[Dataset entries]
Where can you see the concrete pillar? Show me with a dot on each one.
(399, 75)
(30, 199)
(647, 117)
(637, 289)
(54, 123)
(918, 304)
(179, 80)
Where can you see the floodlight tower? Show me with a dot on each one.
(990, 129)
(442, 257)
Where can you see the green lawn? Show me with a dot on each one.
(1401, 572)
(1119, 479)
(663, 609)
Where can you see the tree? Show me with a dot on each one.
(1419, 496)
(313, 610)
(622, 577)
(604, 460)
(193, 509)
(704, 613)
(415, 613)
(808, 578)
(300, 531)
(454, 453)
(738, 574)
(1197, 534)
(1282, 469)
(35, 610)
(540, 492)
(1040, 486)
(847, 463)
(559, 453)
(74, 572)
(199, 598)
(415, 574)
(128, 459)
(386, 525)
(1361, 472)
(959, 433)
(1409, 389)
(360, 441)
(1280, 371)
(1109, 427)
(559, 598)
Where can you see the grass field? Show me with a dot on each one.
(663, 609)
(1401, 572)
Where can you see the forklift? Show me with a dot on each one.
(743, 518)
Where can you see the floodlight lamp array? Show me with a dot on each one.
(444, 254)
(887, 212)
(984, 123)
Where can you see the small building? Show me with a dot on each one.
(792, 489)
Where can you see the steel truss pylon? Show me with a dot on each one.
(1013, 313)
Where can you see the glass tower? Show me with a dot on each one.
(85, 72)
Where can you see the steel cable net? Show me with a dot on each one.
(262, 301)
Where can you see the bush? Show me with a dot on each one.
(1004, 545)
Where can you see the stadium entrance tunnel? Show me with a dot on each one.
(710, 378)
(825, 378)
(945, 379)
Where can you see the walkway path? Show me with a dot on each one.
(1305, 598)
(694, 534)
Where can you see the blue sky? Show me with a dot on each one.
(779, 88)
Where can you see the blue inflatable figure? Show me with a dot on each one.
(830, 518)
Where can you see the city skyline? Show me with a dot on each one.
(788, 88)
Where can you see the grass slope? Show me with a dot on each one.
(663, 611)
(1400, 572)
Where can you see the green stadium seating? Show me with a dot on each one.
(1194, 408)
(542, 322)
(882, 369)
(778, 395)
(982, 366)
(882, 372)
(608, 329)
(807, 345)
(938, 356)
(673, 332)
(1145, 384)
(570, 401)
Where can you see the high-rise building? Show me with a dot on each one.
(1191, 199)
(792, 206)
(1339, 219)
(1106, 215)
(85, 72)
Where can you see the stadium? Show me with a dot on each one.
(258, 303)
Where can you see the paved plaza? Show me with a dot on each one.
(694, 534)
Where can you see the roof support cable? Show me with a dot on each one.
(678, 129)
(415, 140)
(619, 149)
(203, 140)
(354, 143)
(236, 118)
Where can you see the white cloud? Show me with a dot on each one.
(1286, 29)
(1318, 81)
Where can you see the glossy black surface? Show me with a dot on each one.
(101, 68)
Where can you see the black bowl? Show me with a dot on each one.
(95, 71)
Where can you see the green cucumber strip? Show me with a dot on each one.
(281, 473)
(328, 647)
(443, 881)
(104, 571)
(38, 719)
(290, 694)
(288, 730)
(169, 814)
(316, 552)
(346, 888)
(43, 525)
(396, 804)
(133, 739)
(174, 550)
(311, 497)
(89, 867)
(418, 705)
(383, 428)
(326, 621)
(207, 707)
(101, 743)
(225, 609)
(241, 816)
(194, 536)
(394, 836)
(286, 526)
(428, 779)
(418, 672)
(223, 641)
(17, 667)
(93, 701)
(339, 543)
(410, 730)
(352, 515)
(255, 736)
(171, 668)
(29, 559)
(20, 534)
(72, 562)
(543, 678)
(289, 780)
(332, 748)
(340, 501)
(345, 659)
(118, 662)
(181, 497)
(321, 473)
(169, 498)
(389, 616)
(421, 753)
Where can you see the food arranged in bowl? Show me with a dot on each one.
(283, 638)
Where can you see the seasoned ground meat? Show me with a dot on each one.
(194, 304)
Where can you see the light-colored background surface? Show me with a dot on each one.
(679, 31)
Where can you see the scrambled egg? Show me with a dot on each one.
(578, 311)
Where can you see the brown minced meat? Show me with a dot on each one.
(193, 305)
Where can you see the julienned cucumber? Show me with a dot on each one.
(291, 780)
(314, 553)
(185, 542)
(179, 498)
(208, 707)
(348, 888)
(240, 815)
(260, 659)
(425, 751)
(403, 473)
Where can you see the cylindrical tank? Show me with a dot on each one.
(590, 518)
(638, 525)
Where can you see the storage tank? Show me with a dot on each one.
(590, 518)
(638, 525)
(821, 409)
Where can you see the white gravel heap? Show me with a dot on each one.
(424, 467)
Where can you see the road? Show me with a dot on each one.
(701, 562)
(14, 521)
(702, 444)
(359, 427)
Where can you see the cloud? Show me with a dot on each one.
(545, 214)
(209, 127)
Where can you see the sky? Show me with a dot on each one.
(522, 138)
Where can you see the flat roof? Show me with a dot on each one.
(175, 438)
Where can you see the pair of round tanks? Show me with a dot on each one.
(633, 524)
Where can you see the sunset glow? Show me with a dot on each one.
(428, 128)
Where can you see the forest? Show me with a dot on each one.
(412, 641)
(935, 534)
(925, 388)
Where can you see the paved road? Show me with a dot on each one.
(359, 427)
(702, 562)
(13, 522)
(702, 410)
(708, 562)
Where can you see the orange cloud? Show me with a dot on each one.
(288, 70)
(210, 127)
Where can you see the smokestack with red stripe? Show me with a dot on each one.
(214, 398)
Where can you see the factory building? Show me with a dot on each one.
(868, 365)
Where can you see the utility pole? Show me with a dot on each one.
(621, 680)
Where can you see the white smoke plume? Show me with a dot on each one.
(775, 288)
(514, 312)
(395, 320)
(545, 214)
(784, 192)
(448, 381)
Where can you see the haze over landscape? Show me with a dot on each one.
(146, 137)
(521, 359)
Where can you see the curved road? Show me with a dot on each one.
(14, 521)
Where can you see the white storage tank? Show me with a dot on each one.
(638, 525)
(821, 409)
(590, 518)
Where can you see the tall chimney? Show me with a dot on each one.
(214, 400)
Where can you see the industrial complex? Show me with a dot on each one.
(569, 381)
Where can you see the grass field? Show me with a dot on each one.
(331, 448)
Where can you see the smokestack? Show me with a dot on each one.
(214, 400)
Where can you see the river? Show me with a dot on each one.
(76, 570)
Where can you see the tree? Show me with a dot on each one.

## What the task requires
Reproduce only the records running from the line containing "Where can you see the green lawn?" through the line containing "(1400, 572)", both included, word for word.

## Response for this exercise
Where can you see the green lawn? Show me with a dot on each one.
(1401, 572)
(1119, 479)
(663, 609)
Where can you see the tree? Show me with a dot on each one.
(1419, 496)
(313, 610)
(622, 577)
(604, 460)
(193, 509)
(704, 613)
(415, 613)
(808, 578)
(300, 531)
(454, 453)
(738, 574)
(1197, 534)
(1282, 469)
(35, 610)
(540, 492)
(1040, 486)
(847, 463)
(559, 453)
(74, 572)
(199, 598)
(415, 574)
(128, 459)
(386, 525)
(1361, 472)
(959, 433)
(1409, 389)
(360, 441)
(1280, 371)
(1109, 427)
(559, 598)
Where can you see the grass field? Show me with a dot on each one.
(663, 609)
(1401, 572)
Where can you see the forklift? Show me with a dot on each one.
(743, 518)
Where can you see the floodlight lamp array? Show me with a dot on each one.
(444, 254)
(887, 212)
(984, 123)
Where can you see the small building? Show me with a dot on each one.
(792, 489)
Where can you see the steel truss pylon? Show me with a dot on each one.
(1013, 313)
Where can you see the glass tower? Show me with a dot on each one.
(85, 72)
Where can you see the steel cable net? Show me with a dot on each one.
(262, 301)
Where can you see the bush? Show me with a dot on each one.
(1004, 545)
Where can you see the stadium entrance tunnel? Show me with a dot on each one.
(710, 378)
(825, 378)
(945, 379)
Where can you see the walkway path? Show me with a dot on each one.
(1305, 598)
(694, 534)
Where can you see the blue sky? Show me with a dot on each one.
(779, 88)
Where can you see the blue inflatable figure? Show me with a dot on each one.
(830, 518)
Where can you see the city skyline? Show me with a dot on each one.
(788, 88)
Where can you see the grass slope? Show me with a dot on each one.
(663, 611)
(1400, 572)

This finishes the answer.